#### SELECTED EXCERPT

In the meantime, I showed him what I thought to be the “cool” dance moves.
We practiced together in his room with our ancient, giant FM radio.
We had our separate groups of friends – sometimes we ended up all playing together and sometimes we didn’t and it wasn’t a big deal. It was just about having fun.
He made me feel better when I was sure no boys would ever like me. He brushed off my tears when people teased me or when I realized that I was more like Dawn Weiner from the movie Welcome to the Dollhouse than I was Veronica from The Heathers.
Without reservation, I loved my brother more than anything in the world.
Many decisions in my life were made from that love.
My decision to go and live in Taiwan to help him out (or, as I later joked, provide him with slave labour – my brother is a notorious workaholic).
We’d stack up credits, divvy up classes, splitting focus (I paid more attention to the ones I was “responsible” for; we’d compare notes and hold tutoring cram session with one another on our respective areas), which got us both out of University, Bachelor’s in hand, in two and a half years. It was hard. It was great.
We worked well together.
My decision to have more than one child was without question from my relationship with my brother. I couldn’t imagine not giving my child, my beloved little Sprout, a sibling to love and grow up with.
I just didn’t picture that the sibling I would gift my son with would, like me, have a disability.
I didn’t think that my son would be in the same position as my brother – an older sibling of one who had needs that were less common than most. The doctor who delivered my daughter’s prenatal diagnosis said she’d be a “burden for life”; in his urging us to terminate her life, he told us that we should consider our son, as she would be his burden after we are gone.

########

▶ _REQUIREMENT_:
Continue the personal essay about growing up with a brother, picking up after its final sentence.

#### DATA SUPPLIED

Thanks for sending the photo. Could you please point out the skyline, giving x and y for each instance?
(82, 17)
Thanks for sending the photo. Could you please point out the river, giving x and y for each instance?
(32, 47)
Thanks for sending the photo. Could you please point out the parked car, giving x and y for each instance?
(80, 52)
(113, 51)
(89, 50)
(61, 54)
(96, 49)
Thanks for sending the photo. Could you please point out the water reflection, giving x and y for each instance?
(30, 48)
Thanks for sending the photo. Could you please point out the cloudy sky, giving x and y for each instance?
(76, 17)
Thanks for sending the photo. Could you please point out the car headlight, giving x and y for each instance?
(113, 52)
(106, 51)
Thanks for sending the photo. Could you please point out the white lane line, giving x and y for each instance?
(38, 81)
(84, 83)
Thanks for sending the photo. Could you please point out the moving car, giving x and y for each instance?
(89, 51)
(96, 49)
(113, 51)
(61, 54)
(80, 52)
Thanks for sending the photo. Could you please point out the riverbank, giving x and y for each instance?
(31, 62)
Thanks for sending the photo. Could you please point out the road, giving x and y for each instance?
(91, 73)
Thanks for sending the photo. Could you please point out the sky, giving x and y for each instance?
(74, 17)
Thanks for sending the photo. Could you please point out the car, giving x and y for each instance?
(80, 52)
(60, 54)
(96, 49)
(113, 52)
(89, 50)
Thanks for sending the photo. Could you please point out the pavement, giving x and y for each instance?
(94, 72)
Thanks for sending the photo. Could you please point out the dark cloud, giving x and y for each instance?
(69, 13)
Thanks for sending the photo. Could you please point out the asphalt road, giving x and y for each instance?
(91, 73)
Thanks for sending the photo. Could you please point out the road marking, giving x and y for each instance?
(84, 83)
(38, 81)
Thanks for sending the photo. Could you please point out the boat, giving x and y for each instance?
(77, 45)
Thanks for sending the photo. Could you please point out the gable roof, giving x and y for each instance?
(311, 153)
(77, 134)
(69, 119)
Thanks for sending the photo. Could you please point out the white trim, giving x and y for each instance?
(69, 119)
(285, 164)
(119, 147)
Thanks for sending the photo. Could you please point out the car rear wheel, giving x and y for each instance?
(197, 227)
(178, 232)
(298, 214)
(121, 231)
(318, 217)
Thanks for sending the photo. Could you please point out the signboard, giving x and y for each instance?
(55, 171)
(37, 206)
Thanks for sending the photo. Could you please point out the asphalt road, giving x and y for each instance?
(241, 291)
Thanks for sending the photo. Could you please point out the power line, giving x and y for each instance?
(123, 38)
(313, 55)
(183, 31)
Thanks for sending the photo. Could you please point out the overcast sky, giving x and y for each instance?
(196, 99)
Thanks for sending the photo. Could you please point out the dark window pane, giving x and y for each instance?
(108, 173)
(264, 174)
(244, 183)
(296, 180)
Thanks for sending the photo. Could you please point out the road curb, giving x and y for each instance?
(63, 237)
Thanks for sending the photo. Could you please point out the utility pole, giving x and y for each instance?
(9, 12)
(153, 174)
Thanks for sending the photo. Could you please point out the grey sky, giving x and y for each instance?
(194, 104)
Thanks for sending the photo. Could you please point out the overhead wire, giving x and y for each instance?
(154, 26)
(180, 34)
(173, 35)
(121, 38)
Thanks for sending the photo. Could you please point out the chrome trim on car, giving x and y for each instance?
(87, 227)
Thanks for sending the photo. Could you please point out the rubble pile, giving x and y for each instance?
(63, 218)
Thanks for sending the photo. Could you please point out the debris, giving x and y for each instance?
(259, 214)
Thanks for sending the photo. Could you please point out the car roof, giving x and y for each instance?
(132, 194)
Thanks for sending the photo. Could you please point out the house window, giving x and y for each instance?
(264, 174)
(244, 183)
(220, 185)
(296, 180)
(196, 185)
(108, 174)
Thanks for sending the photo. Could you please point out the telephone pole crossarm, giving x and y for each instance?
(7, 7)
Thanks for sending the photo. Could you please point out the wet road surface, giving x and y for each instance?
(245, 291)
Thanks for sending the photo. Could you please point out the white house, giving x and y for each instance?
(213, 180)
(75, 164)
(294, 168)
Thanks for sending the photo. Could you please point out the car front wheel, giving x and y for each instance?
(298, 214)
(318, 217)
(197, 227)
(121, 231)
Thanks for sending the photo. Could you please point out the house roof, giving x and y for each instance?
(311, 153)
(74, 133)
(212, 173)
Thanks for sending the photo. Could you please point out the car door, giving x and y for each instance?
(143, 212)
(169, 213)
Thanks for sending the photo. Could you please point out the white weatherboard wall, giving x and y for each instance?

########

▶ _EXPECTED ANSWER_:
It spun me around.
My memories of growing up with my brother… Was I wrong in thinking that my brother and I were such a team? Was I imagining everything, casting a lovely golden glow on our lives simply because they were memories? Was growing up with me really horribly hard for him? Was early life some unmitigated series of various burdens for him? Was I his burden?
We’ve never really talked about it, you see. We do not talk about things like that. We’re from that Celto-Scandanavian farming stock, that don’t get into things like “feelings”.
So I asked him. In an email. This is what he said:
I really find the question funny! Growing up I never looked at you as deaf or scarred. You were my sister. We fought about everything but that just brought us closer in later years.
When we were young you had a hard time understanding other people and in many cases even mom and dad which made you naturally look at me and I would say the same thing again and you would get it. You naturally taught me to speak slower than most people and clearly.
Growing up I really never thought about it as a chore or looked at you as disabled in fact I thought you were tough and courageous. I remember teaching you how to fight and then you decked that big Fijian girl who was teasing you. You really didn’t let anyone push you around!
When we were young maybe because we moved quite a bit we weren’t able to develop a lot of friendships with others so it was basically you and me – partners in crime.. [here he talked about crime stories I don’t want known]
I have so much to thank you for – your “disability” taught me so much growing up – to be more patient, understanding, and protective… you are and always will be my little sister.
We become so scared of the unknown in our cozy American world. Scared of what we don’t know – and disability is such a great unknown for most of us.
When a doctor tells us that our unborn child who has received a prenatal diagnosis of a disability (- be it Down syndrome or another) will be a “burden” for other children, for ourselves, it so easy to slip into the fear those words bring.
Because, well, we don’t know what it’s going to be like.
And yet… in the end, what is a “disability”? Isn’t it just a different way of functioning?
Not necessarily any more or less of a burden than we make it to be.
I think the real burden is living in a world without love.
And that is something my son will never be burdened with.